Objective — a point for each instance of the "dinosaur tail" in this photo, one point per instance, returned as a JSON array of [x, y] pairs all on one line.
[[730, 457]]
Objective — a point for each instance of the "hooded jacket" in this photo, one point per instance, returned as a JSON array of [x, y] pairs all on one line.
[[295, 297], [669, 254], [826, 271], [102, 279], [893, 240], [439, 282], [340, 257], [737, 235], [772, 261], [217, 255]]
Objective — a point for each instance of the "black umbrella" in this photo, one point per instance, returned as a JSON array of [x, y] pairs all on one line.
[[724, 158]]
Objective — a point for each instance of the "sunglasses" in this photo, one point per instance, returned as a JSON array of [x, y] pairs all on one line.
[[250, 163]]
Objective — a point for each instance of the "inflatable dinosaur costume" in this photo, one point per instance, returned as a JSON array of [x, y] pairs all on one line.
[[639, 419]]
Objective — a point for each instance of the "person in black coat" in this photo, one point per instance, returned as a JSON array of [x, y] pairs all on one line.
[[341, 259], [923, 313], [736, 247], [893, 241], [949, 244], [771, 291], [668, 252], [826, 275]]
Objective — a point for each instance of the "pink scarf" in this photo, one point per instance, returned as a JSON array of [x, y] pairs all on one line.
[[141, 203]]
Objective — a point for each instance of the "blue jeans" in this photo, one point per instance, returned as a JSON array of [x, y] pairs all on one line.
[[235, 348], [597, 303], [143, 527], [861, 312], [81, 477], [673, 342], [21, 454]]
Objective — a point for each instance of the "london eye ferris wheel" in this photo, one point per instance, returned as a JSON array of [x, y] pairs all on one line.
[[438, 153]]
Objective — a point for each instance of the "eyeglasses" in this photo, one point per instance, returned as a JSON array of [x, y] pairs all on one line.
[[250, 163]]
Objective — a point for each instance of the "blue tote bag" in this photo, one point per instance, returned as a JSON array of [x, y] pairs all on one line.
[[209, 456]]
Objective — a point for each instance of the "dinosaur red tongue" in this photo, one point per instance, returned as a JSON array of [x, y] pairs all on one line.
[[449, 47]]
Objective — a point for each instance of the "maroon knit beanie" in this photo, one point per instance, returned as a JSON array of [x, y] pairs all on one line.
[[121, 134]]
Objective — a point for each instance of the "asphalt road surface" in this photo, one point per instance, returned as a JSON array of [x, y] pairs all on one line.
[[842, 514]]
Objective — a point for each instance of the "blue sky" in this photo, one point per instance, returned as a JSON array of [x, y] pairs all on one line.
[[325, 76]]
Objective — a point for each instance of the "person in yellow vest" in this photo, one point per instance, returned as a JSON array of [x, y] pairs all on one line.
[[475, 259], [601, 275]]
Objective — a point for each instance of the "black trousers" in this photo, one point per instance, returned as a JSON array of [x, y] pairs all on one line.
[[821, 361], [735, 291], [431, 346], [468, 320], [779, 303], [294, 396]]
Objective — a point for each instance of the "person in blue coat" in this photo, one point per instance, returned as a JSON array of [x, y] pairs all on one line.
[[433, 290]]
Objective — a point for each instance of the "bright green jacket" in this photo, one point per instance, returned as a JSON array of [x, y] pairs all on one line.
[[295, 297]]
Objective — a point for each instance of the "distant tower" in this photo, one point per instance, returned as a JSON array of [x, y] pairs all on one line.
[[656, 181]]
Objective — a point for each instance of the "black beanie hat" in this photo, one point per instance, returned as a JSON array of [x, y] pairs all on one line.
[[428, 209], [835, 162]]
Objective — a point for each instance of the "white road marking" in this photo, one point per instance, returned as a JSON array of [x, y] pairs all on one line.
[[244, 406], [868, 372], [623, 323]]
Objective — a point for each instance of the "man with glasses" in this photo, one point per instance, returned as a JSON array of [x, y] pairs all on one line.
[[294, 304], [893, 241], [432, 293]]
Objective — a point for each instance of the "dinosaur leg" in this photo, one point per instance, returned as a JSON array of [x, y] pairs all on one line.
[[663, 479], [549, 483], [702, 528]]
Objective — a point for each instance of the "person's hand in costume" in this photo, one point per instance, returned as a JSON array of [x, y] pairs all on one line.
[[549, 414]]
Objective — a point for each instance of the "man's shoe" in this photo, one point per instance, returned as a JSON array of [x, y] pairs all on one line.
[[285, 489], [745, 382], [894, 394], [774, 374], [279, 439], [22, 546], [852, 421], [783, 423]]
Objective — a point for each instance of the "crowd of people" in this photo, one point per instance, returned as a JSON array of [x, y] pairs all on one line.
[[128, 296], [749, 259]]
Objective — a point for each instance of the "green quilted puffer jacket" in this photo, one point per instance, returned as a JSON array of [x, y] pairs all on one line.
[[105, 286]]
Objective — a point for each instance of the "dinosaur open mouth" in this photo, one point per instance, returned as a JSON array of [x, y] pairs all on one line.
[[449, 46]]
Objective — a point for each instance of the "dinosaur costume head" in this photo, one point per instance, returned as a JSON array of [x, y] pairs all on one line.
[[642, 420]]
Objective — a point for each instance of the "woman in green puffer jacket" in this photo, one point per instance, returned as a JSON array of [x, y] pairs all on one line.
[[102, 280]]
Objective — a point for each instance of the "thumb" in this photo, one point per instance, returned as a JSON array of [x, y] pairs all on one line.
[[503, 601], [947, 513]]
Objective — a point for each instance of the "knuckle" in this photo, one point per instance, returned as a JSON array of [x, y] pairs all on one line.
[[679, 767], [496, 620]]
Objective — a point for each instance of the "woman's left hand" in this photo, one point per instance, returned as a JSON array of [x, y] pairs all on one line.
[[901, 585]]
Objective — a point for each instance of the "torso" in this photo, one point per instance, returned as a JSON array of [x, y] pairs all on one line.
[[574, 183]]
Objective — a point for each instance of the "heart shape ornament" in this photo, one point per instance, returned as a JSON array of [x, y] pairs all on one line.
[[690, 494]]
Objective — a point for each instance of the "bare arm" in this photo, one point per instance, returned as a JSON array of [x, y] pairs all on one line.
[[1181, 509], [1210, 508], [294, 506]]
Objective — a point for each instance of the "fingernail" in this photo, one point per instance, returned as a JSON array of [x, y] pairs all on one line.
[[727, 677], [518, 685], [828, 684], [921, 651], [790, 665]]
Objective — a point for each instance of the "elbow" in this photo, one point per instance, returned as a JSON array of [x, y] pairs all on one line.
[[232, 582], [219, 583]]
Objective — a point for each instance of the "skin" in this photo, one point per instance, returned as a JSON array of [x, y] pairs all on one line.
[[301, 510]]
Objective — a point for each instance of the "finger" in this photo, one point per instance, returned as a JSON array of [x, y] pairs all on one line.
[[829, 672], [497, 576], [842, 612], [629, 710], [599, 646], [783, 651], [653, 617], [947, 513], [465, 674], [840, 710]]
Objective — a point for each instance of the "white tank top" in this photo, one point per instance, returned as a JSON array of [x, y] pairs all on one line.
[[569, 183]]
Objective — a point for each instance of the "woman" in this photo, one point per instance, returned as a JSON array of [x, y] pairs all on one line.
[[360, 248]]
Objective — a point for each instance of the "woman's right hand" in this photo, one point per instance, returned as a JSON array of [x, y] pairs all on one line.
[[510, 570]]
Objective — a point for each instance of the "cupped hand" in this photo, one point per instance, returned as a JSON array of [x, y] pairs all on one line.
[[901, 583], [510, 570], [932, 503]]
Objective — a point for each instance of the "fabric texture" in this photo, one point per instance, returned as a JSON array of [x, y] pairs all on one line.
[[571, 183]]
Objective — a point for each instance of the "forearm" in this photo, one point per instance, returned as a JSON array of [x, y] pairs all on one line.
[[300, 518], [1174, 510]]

+ + + + + + +

Set exercise: Your task is to retype all of the records exactly.

Response to this exercise:
Objective — a point for each instance of the "dinosaur tail" in this photo, one point per instance, returned as a JSON array of [x, y] pairs all on one line.
[[730, 457]]
Objective — a point for each instance of the "hooded jacket" in this photo, one point per instance, returned as a JSON array of [x, y] pairs all on one line.
[[295, 297], [669, 254], [826, 271], [102, 279], [893, 240], [439, 282], [340, 257], [737, 235], [772, 261], [217, 255]]
Objective — a point for each instance of the "black umbrella" in this photo, one point per instance, returned as a JSON array of [x, y] pairs all on one line.
[[724, 158]]
Objective — a point for each instance of the "sunglasses" in this photo, one point per instance, returned as a JSON array of [x, y] pairs all on one line.
[[250, 163]]
Objective — a point for each instance of the "inflatable dinosaur costume" in this photo, one point per instance, returned as a JSON array of [x, y] pairs all on one line.
[[639, 419]]
Objective — a point for each instance of the "person in black coat" in this photo, one point per instance, returned as a JSON array of [x, y] pairs all on one line.
[[341, 259], [923, 313], [736, 247], [893, 241], [949, 244], [771, 291], [668, 252], [826, 275]]
Objective — a point for each instance of the "pink scarf" in this photo, one point per instance, returned as a JSON array of [x, y] pairs all on one line.
[[141, 203]]
Objective — a point for each instance of the "blue jeans" in this photo, one point per instance, returned as a JSON array of [x, y] pairs all on one line.
[[235, 348], [597, 303], [143, 527], [861, 312], [81, 477], [673, 342], [21, 454]]
Objective — a point for each instance of the "london eye ferris wheel" in this photo, one point per instance, returned as a JSON array of [x, y] pairs all on one line.
[[438, 153]]
Objective — a point for each instance of the "eyeglasses" in this photo, one point per instance, returned as a JSON array of [x, y] pairs all on one line.
[[250, 163]]
Objective — a point for each instance of the "blue tote bag" in this photo, one point per instance, returned as a JSON array of [x, y] pairs all on one line.
[[209, 456]]
Objective — a point for each instance of the "dinosaur red tongue" in this photo, one point per instance, returned as a JSON array of [x, y] pairs all on one line.
[[449, 47]]
Objective — a point for each instance of the "maroon knit beanie" in this photo, one point per instance, returned as a JSON array of [x, y] pairs all on one line.
[[121, 134]]
Objective — a point for each instance of the "asphalt road surface" in this photo, one point per instance, returned as a JSON array of [x, y] pairs all on one line.
[[842, 514]]
Objective — a point for each instance of the "blue sky" in this photo, one point per instance, returned as a JSON array of [x, y] pairs all on one line.
[[325, 76]]
Objective — a point for each instance of the "person in yellow vest" in this photo, one point per instance, returned as a JSON array of [x, y] pairs all on one line.
[[475, 259], [601, 275]]
Objective — a point for each instance of the "black trousers" in this photo, one point per instance, returned as a JSON array of [x, y] pairs all on one line.
[[821, 361], [735, 291], [431, 346], [468, 320], [779, 303], [294, 396]]
Objective — a point for each instance of the "person in blue coat" in this photo, one point per instance, returned as a JSON array of [x, y] pairs all on one line.
[[433, 290]]
Objective — a point for each instance of the "bright green jacket" in this photo, one point per instance, returned as a JSON array of [x, y] pairs all on one line.
[[295, 297]]
Objective — a point for each instance of the "distant tower" in this photo, one point per instance, returned as a JSON array of [x, y] pairs all on one line.
[[656, 181]]
Objective — a point for each instance of the "black beanie hat" in this photo, one point per instance, returned as a JSON array of [x, y] pairs all on one line.
[[428, 209], [835, 162]]
Objective — a point for each instance of the "white road marking" in this photo, one point per instance, returned as a JSON array of [x, y] pairs all on one line.
[[244, 406], [868, 372], [623, 323]]
Objective — a point for each instance of the "man with glasses" in this photo, one point per instance, returned as a JSON array of [x, y] pairs all on one line.
[[294, 304], [893, 241], [432, 293]]
Objective — a point for each instance of the "dinosaur leg" in this photo, one point per instance, returned as a JSON array of [x, y] pairs all on one line.
[[663, 479], [549, 483], [702, 528]]
Objective — a point for each instance of the "person's hand in costume" in this photo, one point per instance, returned as a JSON array of [x, y] pairs all on one line.
[[549, 414]]
Objective — a point for each instance of the "man's shoe" in this photo, one point per instance, returned as a JSON array of [x, y] pairs all on one line.
[[285, 489], [745, 382], [894, 394], [774, 374], [279, 439], [22, 546], [852, 421], [783, 423]]
Objective — a point for each instance of the "crowd of people" in this photo, one point per instance, returned as a JSON array of [x, y] pairs all on one line.
[[128, 296], [749, 259]]
Objective — a point for each instance of the "green quilted puffer jacket" in this photo, one point per instance, returned as a JSON array of [x, y] pairs all on one line.
[[105, 286]]
Objective — a point for each instance of the "dinosaur open mouth" in this photo, one point per instance, returned as a JSON array of [x, y] pairs all on one line.
[[449, 46]]
Objective — a point for each instance of the "dinosaur costume head" in this photo, one point per instance, returned as a JSON array of [x, y] pairs all on one line.
[[642, 420]]
Objective — a point for each instance of the "woman in green puffer jacket" in this photo, one point per instance, returned as a JSON array of [x, y] pairs all on one line.
[[102, 280]]
Objective — a point for each instance of the "thumb" in this photo, one point per instance, returned as a JSON array of [x, y] pairs all on one line.
[[503, 601], [947, 513]]
Objective — a point for each instance of the "knuckle" in this photo, one point per instance, returned as a JSON array of [x, y] pairs all on one line.
[[679, 767], [496, 620]]
Objective — a point for each instance of the "woman's left hand" in this photo, one point per instance, returned as a JSON array of [x, y] pairs all on one line.
[[901, 585]]
Objective — a point for each instance of the "torso" in this photo, one point per instance, returned as a JSON array of [x, y] pairs all on one line.
[[574, 183]]
Objective — a point for each instance of the "heart shape ornament" in this photo, one point per instance, returned as a JSON array of [x, y] pairs all on one line.
[[690, 494]]
Objective — a point for each instance of the "bare arm" in this photo, one point per instance, returned as a JSON array of [x, y] pairs all on one line.
[[1181, 509], [1210, 508], [294, 506]]
Objective — a point for each instance of the "fingernail" in this photo, one point per instance, returned as a JSON array of [x, y] pairs all on one line.
[[727, 677], [518, 685], [828, 684], [921, 651], [790, 665]]
Objective — a point for each instance of the "elbow" in this photo, one point per instance, returned as a JSON array of [x, y] pairs all on one line.
[[232, 582], [219, 583]]
Objective — a point for each instance of the "skin" in this photo, one point per instance, returned as a JSON array of [x, y] pairs all on one line.
[[301, 510]]
Objective — a point for each instance of the "finger" in this photo, one point per instance, returned as a JSON array of [x, y] pairs all on one line.
[[829, 672], [497, 576], [842, 612], [629, 710], [599, 646], [783, 651], [653, 617], [947, 513], [465, 674], [840, 710]]
Objective — a point for each instance of the "white tank top" in this photo, one point per instance, returned as a JSON array of [x, y] pairs all on one line.
[[569, 183]]
Objective — a point for each instance of the "woman" in this photo, one point per instance, returned as a JSON array of [x, y] pairs all on one line.
[[360, 248]]
Objective — a point for each instance of the "woman's right hand" in this photo, one point per instance, returned as a JSON array of [x, y] pairs all on one line.
[[510, 570]]
Objective — a point for each instance of the "cupped hand" in this photo, one point per instance, returned as a JSON array of [x, y] pairs all on one line.
[[901, 583], [510, 570], [932, 503]]
Objective — a point for each instance of the "fabric texture" in this photo, one point per instance, returned as a JSON array of [x, y] pairs all on one line.
[[571, 183]]
Objective — a point for each instance of the "forearm" in this photo, one point per instance, returned as a JSON array of [x, y] pairs all on one line.
[[300, 518], [1174, 510]]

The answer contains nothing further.